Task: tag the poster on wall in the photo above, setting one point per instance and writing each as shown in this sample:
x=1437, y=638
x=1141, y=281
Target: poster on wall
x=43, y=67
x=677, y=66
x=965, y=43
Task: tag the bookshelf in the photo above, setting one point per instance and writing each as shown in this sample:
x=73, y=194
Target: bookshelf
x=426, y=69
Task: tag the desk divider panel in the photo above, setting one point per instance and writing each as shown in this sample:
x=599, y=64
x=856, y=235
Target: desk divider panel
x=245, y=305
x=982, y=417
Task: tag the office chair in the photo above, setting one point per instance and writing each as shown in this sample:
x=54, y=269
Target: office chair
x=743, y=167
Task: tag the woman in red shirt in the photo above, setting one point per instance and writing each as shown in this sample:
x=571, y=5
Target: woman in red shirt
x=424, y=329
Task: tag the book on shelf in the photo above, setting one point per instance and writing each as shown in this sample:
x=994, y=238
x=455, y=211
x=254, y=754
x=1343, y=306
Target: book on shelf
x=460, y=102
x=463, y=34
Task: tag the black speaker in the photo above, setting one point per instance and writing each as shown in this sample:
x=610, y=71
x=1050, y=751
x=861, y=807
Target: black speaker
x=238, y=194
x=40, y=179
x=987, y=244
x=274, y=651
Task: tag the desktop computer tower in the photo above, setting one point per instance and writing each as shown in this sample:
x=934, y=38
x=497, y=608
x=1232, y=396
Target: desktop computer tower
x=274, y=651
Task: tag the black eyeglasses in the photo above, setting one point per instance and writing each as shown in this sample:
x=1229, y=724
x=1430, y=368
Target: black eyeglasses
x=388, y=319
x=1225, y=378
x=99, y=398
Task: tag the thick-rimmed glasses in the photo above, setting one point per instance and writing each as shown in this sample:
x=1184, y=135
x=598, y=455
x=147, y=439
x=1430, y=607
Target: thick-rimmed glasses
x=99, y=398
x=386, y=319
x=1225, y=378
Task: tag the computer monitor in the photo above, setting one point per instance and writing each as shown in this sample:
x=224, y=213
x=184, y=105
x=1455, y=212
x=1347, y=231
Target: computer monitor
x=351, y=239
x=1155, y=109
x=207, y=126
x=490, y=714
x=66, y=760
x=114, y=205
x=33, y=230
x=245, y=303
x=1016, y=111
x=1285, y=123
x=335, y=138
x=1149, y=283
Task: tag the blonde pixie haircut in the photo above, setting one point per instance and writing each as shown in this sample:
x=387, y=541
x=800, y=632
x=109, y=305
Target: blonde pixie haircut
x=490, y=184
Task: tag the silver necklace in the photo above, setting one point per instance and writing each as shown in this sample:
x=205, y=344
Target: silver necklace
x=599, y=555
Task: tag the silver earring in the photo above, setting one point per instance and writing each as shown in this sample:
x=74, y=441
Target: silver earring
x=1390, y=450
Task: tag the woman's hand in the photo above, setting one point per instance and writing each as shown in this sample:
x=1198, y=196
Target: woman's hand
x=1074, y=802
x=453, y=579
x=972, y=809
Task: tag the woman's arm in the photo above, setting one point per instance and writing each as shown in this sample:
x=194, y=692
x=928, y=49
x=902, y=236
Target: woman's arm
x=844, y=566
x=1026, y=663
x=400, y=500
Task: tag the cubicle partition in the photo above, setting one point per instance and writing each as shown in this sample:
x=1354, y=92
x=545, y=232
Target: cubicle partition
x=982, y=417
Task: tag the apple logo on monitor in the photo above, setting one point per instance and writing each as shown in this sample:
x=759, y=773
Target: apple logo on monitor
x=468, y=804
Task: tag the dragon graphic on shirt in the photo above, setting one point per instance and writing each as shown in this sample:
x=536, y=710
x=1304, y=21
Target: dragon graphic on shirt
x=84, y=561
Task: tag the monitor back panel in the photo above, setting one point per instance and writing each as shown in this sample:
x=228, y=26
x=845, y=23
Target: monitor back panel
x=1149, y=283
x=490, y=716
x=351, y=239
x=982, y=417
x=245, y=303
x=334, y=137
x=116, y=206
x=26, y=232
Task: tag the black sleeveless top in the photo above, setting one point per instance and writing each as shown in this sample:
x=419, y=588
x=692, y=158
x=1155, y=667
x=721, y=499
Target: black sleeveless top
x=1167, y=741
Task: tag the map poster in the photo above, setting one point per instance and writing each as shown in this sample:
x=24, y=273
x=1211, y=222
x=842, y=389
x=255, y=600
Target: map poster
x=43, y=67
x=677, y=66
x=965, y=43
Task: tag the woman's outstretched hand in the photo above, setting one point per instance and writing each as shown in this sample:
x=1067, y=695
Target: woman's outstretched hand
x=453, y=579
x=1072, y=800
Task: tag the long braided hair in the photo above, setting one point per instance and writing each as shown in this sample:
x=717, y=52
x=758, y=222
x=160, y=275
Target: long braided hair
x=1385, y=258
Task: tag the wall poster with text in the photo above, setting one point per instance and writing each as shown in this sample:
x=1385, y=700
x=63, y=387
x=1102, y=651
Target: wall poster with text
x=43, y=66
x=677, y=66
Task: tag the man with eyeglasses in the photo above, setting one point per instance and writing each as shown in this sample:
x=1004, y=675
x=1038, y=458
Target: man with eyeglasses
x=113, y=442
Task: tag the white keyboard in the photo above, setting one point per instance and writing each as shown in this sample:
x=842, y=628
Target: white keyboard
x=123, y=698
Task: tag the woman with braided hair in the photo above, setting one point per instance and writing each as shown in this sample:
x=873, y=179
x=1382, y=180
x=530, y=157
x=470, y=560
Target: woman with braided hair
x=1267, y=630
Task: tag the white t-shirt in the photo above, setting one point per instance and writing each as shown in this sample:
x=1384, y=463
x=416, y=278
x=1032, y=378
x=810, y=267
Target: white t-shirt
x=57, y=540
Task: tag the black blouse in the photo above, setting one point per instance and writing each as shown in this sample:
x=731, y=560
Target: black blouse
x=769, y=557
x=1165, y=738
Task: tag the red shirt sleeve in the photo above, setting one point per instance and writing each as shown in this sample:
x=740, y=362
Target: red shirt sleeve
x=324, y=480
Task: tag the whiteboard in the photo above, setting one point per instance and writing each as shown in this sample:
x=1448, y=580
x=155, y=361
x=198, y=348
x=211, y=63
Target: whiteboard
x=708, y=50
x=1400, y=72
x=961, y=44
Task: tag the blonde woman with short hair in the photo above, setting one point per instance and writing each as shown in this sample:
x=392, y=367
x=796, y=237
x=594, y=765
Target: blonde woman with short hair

■ Task item ■
Repeat each of the records exactly as written.

■ Solution for this problem ■
Task: tag the poster on wall in the photo above, setting one point per instance and writing each as shown in this sample:
x=1437, y=638
x=1141, y=281
Target: poster on wall
x=43, y=67
x=677, y=66
x=965, y=43
Task: tag the bookshelf in the photo above, setting one point per instance and writing each as shown in this sample:
x=73, y=194
Target: bookshelf
x=426, y=69
Task: tag the desk divider panel in the photo above, setting one point per instance and writing each as shown in this sample:
x=599, y=64
x=856, y=235
Target: desk divider panel
x=245, y=305
x=982, y=417
Task: tag the office chair in the photo above, setting one point per instance and writing each as shown in this sample:
x=54, y=269
Target: office chair
x=743, y=167
Task: tag the woman in red shirt in the photo above, setting one point per instance and writing each as shown in this sample:
x=571, y=5
Target: woman in red shirt
x=424, y=329
Task: tag the book on shelf in the photo above, setting one point per instance and writing each as shown in this sample:
x=994, y=238
x=455, y=211
x=254, y=754
x=1343, y=306
Target: book on shelf
x=460, y=102
x=463, y=34
Task: tag the black speaker in the photo above, setting one point per instance and writing each as shown in this sample:
x=610, y=71
x=1050, y=751
x=861, y=807
Target: black speaker
x=238, y=194
x=40, y=179
x=987, y=244
x=274, y=651
Task: tag the desktop computer tower in the photo above, setting one point per instance and writing each as shown in this sample:
x=934, y=38
x=497, y=608
x=1232, y=396
Target: desktop computer tower
x=274, y=651
Task: tag the black eyeglasses in the photo above, setting one point per instance and writing each as shown in this sample:
x=1229, y=724
x=1430, y=368
Target: black eyeglasses
x=388, y=319
x=1225, y=378
x=99, y=398
Task: tag the thick-rimmed glasses in the photo above, setting one point per instance and writing each as shown in this sample:
x=1184, y=135
x=598, y=455
x=147, y=439
x=1430, y=607
Target: thick-rimmed glasses
x=99, y=398
x=386, y=319
x=1225, y=378
Task: tag the computer monitor in the photo above, setting one point per instance and writing each as shown in this sample:
x=224, y=213
x=184, y=105
x=1455, y=212
x=1347, y=231
Target: computer monitor
x=351, y=239
x=1155, y=109
x=207, y=126
x=490, y=714
x=66, y=760
x=114, y=205
x=33, y=230
x=245, y=303
x=1016, y=111
x=1285, y=123
x=335, y=138
x=1149, y=283
Task: tag the blonde pixie haircut in the photo above, setting one point per instance and writing each as shown in this sample:
x=387, y=541
x=800, y=632
x=109, y=305
Target: blonde pixie haircut
x=490, y=184
Task: tag the silver necklace in the photo above, setting one point per instance and writing each as shown in this sample:
x=205, y=344
Target: silver necklace
x=599, y=555
Task: tag the silver earring in the photo above, setting one point per instance and writing each as shown in this sample:
x=74, y=441
Target: silver earring
x=1390, y=450
Task: tag the woman's hand in the photo above, setting one point per instance and writing each as shown in this sample:
x=1198, y=196
Target: woman's hand
x=1074, y=802
x=453, y=579
x=972, y=809
Task: tag the woman's arm in the photo above, setting one point per instance and writing each as shown in this sample:
x=194, y=692
x=928, y=49
x=902, y=236
Target: woman's arm
x=844, y=566
x=1026, y=663
x=400, y=500
Task: tag the cubicle partition in the photo above, setting one point per instance and writing each as shown in this sample:
x=1354, y=92
x=545, y=232
Target: cubicle partition
x=982, y=417
Task: tag the apple logo on monitor in the photo above, setting one point per instance and writing each as shown in this sample:
x=759, y=773
Target: apple logo on monitor
x=468, y=804
Task: tag the dragon graphic on shirt in the photo above, setting one point per instance and writing each as shown in this sample:
x=536, y=710
x=1304, y=21
Target: dragon graphic on shirt
x=84, y=561
Task: tag the monitor back panel in the photo above, setting one point per instance and writing each as shown in this sample:
x=228, y=26
x=845, y=23
Target: monitor back panel
x=1149, y=283
x=490, y=716
x=351, y=239
x=982, y=417
x=245, y=303
x=334, y=137
x=116, y=206
x=26, y=232
Task: tag the black sleeveless top in the photo above, setting one point per instance and writing each as shown in this sample:
x=419, y=588
x=692, y=158
x=1155, y=667
x=721, y=499
Target: black sleeveless top
x=1167, y=741
Task: tag the map poster in the photo above, setting one point per instance and writing each as shown in this sample:
x=24, y=273
x=1211, y=222
x=842, y=389
x=255, y=600
Target: map poster
x=43, y=67
x=677, y=66
x=965, y=43
Task: tag the woman's outstretched hand in the photo above, setting one point per instance and writing each as shown in this sample:
x=1067, y=695
Target: woman's outstretched hand
x=453, y=579
x=1072, y=800
Task: tag the long braided hair in the photo above, setting one point per instance and writing each as shown in this sample:
x=717, y=52
x=758, y=222
x=160, y=275
Target: long braided hair
x=1385, y=258
Task: tag the wall poster with text in the photo above, setting one point per instance and writing each as shown in this sample:
x=1385, y=700
x=63, y=387
x=1102, y=651
Target: wall poster with text
x=43, y=66
x=677, y=66
Task: tag the man with eyeglasses in the photo above, setting one point per instance and writing each as shown in this sample:
x=1004, y=675
x=1038, y=458
Target: man with eyeglasses
x=113, y=442
Task: tag the white keyboard in the photo above, setting one point per instance and writing each as shown in this sample:
x=842, y=628
Target: white keyboard
x=123, y=698
Task: tag the woman with braided hair in the photo above, setting one point per instance and writing each as shown in this sample:
x=873, y=179
x=1382, y=180
x=530, y=157
x=470, y=560
Target: woman with braided hair
x=1267, y=630
Task: tag the white t-shirt in the photo above, setting one point per instance and writing each as shown in this sample:
x=1384, y=463
x=416, y=278
x=1032, y=378
x=810, y=267
Target: white t-shirt
x=57, y=540
Task: tag the black blouse in the photo above, setting one point per instance and writing each as shown in this sample:
x=731, y=560
Target: black blouse
x=769, y=557
x=1165, y=738
Task: tag the red shirt sleeve in the photo above, setting one point per instance and writing each as shown in this sample:
x=740, y=362
Target: red shirt sleeve
x=324, y=480
Task: tag the whiteboard in the photo above, setting one point per instance and writing each as shown in this sample:
x=1448, y=580
x=155, y=361
x=198, y=348
x=211, y=63
Target: whiteboard
x=708, y=50
x=1400, y=72
x=961, y=44
Task: tag the blonde woman with short hair in the photo above, setting one point per instance and writing each as shown in this sample:
x=392, y=367
x=796, y=237
x=594, y=765
Target: blonde woman with short hair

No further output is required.